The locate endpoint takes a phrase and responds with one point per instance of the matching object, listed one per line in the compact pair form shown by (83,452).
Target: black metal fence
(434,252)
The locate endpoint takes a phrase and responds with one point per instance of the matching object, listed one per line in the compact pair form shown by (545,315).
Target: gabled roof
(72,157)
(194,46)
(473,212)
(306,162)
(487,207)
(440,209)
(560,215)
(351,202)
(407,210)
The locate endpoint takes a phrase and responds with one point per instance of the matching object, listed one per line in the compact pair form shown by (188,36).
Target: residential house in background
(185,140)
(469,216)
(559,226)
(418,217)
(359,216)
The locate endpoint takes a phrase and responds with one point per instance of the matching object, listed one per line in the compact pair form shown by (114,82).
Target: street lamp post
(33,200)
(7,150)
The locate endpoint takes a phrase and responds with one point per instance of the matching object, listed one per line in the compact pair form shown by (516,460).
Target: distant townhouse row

——

◆ DO THIS
Write out again the lines from the one containing "shown by (516,460)." through the end of the items, inclusive, switching "distant" to "faraway" and leaving all else unchanged.

◆ TASK RESPONSE
The locate endpoint takes a phrase and responds with one point per instance of the matching object, listed one per line in the compact pair form shown by (516,460).
Target: faraway townhouse row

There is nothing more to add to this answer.